Referring expression pointing data
::::::::::

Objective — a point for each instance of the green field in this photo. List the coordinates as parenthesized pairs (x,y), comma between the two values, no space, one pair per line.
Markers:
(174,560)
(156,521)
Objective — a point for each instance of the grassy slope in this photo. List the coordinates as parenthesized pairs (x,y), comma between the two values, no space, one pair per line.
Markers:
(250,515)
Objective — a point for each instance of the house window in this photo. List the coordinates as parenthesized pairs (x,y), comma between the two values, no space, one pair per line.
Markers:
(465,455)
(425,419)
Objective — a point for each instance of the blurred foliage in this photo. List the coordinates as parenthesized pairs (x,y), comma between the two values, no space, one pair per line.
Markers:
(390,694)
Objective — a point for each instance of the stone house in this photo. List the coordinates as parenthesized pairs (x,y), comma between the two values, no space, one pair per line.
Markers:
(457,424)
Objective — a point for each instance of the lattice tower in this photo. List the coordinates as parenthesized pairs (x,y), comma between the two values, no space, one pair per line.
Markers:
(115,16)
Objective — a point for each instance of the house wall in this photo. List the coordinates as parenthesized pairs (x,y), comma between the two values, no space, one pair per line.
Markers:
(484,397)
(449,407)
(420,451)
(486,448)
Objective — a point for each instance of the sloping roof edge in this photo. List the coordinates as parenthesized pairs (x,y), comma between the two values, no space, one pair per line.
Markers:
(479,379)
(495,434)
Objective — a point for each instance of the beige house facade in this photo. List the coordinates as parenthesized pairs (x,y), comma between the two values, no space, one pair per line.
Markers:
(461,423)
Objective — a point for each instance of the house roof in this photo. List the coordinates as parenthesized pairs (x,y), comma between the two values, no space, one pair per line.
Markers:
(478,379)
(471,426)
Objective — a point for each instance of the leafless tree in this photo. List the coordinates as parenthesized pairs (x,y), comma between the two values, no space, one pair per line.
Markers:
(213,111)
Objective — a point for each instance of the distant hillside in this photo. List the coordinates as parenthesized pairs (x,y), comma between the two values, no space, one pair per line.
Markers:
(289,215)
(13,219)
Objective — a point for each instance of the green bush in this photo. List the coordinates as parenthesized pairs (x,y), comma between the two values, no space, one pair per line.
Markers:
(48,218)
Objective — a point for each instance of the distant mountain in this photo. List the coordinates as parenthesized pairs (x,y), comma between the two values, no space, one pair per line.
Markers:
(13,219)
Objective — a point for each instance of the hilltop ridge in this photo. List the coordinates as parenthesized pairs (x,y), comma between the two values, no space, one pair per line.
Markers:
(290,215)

::::::::::

EXERCISE GOAL
Please output exactly the lines from the one containing "Objective — a point for each instance of the hilltop" through the end of the records, both included.

WRITTEN ANSWER
Objective — a point for each instance of the hilltop ridge in this photo. List the coordinates as parenthesized pairs (x,y), comma between the two values, no space, one pair per line.
Markers:
(290,215)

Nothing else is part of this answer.